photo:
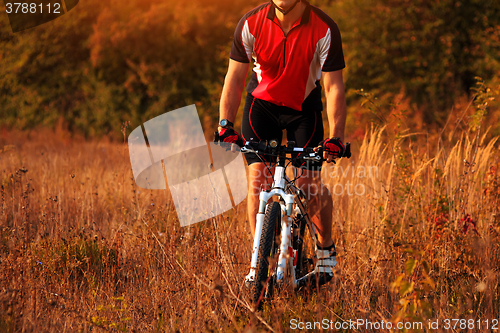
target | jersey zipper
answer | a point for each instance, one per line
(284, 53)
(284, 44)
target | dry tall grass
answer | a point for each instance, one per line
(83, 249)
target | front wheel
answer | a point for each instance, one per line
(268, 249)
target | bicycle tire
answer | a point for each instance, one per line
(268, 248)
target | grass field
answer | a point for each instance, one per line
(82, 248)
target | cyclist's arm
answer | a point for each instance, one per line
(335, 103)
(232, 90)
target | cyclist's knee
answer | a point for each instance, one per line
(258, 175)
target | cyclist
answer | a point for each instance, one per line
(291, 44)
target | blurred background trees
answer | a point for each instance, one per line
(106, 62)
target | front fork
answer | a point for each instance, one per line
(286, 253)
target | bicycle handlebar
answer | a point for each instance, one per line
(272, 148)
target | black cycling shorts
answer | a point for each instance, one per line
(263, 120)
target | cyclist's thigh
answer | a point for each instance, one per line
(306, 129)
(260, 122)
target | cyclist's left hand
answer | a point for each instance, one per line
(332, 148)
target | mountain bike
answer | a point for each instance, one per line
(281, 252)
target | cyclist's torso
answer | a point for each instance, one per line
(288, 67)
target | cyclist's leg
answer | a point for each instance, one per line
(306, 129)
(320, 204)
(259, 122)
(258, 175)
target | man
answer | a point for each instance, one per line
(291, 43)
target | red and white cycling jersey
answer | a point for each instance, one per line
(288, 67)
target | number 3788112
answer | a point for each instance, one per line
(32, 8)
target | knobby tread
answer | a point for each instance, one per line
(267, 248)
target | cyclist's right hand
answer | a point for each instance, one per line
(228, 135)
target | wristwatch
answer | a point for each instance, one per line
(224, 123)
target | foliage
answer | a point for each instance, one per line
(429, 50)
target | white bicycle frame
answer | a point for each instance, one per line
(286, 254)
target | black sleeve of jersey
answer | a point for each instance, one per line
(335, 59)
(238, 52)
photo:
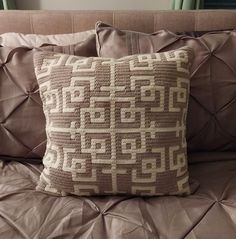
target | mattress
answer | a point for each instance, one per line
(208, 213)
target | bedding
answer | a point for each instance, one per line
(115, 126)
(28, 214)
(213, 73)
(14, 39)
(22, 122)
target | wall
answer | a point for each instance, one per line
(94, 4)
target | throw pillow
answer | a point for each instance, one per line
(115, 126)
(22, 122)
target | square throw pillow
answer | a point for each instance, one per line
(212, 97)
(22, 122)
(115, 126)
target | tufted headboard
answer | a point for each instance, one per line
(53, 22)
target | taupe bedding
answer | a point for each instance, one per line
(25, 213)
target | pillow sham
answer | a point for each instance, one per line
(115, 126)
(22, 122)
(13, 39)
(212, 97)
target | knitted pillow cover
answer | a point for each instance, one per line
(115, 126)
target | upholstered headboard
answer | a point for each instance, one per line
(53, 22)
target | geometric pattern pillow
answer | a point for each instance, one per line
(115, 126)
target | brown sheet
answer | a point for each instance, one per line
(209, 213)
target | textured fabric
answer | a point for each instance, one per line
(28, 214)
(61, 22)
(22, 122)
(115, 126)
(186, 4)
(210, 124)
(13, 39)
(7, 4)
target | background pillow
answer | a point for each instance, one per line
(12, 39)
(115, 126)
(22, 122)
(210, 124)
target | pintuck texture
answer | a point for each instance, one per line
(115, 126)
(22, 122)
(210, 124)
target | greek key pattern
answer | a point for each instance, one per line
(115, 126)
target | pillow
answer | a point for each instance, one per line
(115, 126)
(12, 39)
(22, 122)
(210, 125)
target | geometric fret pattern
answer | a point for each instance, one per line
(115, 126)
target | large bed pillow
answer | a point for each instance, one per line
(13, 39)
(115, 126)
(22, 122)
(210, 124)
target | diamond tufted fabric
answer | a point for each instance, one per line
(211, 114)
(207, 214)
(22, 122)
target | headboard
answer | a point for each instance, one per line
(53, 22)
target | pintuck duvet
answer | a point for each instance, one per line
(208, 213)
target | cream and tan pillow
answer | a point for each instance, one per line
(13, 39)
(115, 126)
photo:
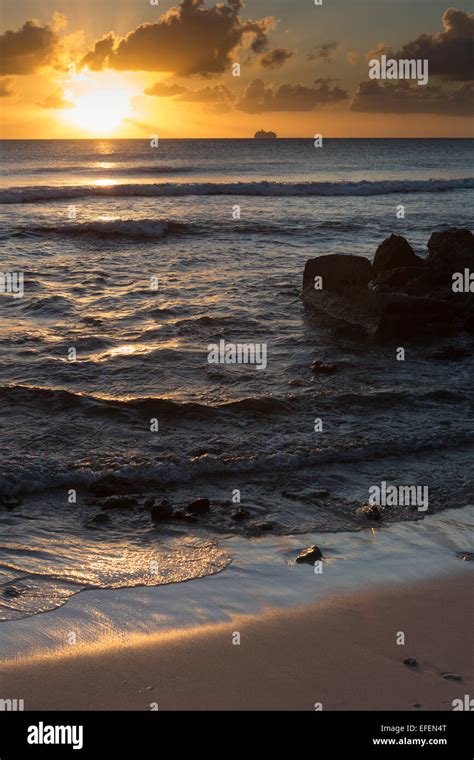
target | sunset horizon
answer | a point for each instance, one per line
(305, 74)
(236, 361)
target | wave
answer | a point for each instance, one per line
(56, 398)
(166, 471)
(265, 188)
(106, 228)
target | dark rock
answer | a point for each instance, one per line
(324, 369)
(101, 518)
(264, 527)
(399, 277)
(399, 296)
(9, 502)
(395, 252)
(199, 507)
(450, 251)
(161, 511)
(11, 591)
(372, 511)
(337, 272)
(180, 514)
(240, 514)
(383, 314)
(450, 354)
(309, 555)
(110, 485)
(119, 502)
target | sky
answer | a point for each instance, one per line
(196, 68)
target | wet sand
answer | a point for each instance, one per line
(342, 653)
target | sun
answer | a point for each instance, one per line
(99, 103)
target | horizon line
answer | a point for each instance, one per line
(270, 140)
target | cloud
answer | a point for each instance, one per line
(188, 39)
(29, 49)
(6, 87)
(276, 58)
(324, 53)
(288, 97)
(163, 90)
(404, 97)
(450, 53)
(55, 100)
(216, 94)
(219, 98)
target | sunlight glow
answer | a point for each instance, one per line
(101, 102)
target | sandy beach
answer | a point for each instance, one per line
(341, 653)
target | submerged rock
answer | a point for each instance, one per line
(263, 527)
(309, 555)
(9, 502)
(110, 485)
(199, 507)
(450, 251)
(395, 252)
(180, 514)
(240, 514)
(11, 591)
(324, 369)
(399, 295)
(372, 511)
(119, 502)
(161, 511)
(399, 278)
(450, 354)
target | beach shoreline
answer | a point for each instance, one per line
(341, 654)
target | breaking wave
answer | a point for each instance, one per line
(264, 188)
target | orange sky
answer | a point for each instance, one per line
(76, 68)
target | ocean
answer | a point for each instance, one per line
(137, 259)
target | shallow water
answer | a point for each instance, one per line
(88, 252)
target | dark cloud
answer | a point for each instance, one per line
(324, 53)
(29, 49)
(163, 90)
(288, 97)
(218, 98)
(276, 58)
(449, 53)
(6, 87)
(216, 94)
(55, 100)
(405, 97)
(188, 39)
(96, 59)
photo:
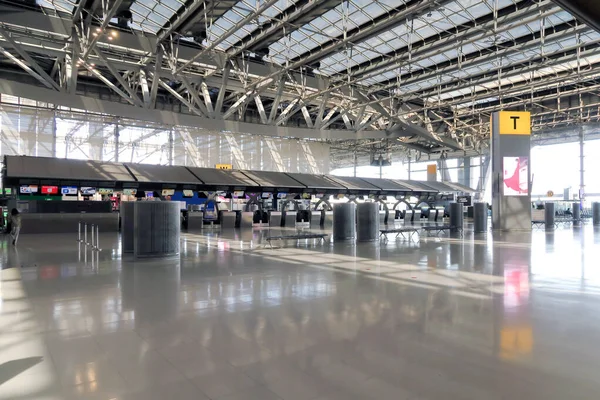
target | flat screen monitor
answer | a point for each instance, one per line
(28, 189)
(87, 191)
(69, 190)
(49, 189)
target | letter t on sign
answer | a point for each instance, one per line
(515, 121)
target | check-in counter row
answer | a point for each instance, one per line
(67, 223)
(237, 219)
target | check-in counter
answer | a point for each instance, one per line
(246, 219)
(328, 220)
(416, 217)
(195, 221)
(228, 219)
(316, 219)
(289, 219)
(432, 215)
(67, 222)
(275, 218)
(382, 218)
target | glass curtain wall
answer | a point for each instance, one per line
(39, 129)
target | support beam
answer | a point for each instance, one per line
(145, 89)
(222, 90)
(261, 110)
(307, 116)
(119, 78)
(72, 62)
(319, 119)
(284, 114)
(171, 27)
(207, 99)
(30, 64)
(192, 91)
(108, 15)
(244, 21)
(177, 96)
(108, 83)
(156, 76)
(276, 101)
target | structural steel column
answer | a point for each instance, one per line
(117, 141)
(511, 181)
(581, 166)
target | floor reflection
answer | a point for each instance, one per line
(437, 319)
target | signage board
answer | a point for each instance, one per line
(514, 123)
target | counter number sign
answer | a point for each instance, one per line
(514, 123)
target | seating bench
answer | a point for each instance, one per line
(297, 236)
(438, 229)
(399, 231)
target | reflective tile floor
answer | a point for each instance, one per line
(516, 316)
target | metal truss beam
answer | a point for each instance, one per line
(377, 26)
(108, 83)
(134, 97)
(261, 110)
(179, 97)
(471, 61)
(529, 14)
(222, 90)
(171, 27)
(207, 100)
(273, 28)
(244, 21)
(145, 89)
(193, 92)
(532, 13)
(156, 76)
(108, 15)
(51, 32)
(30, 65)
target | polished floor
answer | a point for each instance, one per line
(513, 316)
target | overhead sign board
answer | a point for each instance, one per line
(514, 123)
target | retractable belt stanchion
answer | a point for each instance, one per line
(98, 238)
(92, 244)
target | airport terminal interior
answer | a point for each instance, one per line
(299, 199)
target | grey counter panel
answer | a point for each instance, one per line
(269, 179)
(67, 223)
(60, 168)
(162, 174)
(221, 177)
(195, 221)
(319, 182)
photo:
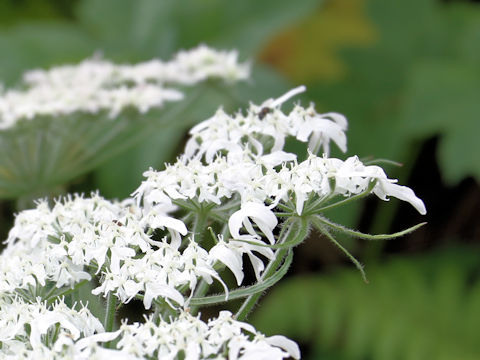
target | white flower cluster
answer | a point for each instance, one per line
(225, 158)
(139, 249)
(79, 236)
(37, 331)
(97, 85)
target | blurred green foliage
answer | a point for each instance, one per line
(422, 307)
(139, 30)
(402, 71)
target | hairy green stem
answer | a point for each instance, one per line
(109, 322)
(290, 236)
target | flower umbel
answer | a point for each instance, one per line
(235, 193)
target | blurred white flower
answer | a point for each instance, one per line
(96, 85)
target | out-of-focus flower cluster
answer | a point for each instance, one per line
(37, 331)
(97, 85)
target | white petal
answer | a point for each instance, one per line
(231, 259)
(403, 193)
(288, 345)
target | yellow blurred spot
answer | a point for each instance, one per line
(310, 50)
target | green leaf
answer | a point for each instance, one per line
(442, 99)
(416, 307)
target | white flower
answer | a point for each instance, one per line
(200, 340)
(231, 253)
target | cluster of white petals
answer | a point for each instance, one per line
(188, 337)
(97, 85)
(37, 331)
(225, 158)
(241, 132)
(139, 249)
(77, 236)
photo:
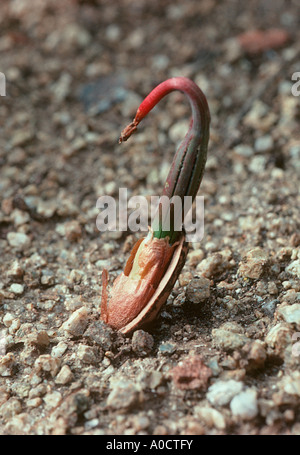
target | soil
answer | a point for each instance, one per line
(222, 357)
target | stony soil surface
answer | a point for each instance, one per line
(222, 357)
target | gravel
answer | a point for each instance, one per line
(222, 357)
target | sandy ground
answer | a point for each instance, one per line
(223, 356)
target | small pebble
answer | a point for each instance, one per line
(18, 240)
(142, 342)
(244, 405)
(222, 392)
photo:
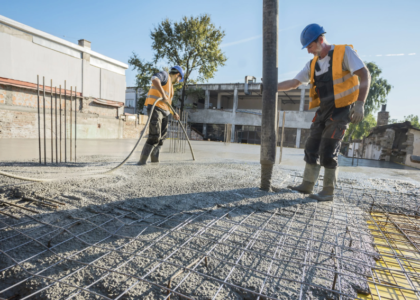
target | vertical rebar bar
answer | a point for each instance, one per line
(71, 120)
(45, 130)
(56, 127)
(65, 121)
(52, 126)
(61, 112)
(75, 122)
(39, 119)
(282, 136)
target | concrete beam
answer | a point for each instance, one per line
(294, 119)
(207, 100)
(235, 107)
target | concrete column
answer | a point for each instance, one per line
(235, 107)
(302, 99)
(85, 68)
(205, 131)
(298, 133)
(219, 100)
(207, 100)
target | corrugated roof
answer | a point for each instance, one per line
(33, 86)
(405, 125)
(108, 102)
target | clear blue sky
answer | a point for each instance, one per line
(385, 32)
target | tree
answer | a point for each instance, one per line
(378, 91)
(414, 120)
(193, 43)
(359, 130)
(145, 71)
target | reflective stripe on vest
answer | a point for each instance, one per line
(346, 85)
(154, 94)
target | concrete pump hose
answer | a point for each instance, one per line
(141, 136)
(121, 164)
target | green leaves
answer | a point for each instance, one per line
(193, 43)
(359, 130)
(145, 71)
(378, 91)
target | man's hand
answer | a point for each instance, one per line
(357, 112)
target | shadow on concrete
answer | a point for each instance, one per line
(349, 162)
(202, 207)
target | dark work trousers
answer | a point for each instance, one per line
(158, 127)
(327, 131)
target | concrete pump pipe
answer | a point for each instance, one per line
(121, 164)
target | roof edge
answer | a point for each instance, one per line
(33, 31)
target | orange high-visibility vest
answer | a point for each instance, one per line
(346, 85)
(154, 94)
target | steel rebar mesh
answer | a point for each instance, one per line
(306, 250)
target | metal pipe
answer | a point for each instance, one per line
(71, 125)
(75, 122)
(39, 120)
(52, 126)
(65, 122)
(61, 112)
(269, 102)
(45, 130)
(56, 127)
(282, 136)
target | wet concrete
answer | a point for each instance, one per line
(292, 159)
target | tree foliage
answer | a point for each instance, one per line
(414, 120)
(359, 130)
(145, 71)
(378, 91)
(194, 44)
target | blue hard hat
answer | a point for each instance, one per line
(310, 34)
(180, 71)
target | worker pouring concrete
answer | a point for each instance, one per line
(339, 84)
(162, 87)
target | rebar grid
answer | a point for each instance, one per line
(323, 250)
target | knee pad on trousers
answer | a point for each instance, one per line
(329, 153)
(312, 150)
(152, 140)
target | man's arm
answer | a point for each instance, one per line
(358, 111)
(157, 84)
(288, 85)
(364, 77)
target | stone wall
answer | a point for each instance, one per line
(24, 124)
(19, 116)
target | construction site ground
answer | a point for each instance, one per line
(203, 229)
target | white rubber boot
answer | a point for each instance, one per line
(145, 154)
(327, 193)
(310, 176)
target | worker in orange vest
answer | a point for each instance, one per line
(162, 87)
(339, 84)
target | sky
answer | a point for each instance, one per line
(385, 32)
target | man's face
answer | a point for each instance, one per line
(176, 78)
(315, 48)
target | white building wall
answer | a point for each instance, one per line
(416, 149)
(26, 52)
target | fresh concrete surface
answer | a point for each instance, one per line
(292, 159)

::::::::

● **STATED PROBLEM**
Rewrite the lines from the one containing "target | fresh concrete surface" through the end of the records, both included, replacing "fresh" with "wet" and leaving everything else unchanged.

● **FINAL RESULT**
target | wet concrete surface
answer | a point for each instance, one per line
(292, 159)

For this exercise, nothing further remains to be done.